▶ **Supplied material**
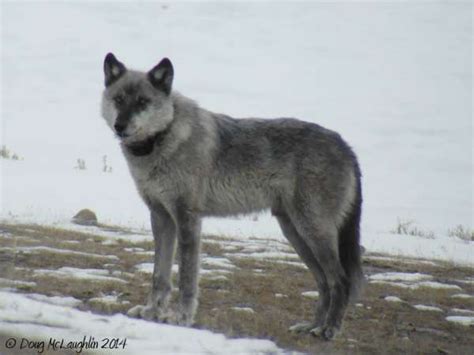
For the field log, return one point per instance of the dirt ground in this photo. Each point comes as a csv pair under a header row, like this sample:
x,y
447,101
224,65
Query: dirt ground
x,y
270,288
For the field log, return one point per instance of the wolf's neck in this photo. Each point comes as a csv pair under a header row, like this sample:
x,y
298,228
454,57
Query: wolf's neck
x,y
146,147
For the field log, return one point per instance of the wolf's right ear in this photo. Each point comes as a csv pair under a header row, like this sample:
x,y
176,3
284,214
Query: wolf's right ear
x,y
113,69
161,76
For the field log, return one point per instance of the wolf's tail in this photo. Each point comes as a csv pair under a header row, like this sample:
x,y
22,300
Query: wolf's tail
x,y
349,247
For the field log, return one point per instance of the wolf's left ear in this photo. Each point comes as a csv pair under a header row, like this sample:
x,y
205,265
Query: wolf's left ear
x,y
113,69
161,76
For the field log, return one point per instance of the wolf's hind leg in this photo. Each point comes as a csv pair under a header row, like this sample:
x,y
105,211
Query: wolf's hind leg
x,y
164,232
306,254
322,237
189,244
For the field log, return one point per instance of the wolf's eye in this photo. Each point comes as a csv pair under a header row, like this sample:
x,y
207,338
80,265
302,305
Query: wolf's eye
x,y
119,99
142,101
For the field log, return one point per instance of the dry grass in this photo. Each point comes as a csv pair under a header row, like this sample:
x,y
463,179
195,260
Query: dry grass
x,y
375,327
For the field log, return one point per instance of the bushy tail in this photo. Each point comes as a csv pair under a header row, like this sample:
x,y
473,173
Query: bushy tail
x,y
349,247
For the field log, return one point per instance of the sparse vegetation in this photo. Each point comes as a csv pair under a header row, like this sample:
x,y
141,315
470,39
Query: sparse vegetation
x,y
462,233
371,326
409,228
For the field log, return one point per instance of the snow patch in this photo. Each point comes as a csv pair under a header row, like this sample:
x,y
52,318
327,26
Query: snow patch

==

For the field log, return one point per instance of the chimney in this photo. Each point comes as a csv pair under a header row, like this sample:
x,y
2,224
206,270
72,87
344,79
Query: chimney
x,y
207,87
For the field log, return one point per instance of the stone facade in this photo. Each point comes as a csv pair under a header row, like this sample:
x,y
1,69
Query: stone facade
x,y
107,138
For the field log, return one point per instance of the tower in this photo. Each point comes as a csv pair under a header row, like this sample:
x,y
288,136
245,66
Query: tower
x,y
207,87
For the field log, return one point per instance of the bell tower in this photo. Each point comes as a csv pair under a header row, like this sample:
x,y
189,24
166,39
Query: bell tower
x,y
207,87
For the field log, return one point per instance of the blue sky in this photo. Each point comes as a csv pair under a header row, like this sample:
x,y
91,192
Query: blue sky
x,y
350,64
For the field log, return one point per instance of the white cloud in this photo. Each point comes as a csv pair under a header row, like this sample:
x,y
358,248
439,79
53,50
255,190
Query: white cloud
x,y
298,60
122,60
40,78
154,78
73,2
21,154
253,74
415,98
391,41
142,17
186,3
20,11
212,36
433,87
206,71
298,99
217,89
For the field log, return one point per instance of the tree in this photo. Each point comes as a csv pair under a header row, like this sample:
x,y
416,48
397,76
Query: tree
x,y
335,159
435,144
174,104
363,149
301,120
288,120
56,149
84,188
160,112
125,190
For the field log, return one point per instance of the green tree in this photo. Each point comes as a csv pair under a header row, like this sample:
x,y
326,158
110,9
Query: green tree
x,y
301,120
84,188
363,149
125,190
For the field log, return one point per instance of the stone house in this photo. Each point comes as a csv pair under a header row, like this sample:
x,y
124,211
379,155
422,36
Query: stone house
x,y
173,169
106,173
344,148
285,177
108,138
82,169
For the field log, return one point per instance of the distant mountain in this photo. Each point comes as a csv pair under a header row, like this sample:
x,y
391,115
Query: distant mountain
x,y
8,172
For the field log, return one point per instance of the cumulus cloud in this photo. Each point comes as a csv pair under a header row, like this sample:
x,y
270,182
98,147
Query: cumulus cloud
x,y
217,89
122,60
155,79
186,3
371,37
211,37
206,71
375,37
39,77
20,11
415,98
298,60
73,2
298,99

▶ **Do this**
Render the stretch from the line containing "of the sparse" through the line containing "Query: snow patch" as a JSON list of strings, one string per line, skipping any blank lines.

▶ **Exercise answer**
[
  "For the field log, return one point per instance of the sparse vegetation in this photo. Each point comes as a csv pair under a header row, like this sample:",
  "x,y",
  "141,315",
  "470,39",
  "Query: sparse vegetation",
  "x,y",
  "462,233",
  "371,326",
  "409,228",
  "For the field log, return one point per instance of the snow patch in this photo. Each point comes as a csv pair under a header row, like this sample:",
  "x,y",
  "52,318",
  "327,26",
  "Query: snow patch"
]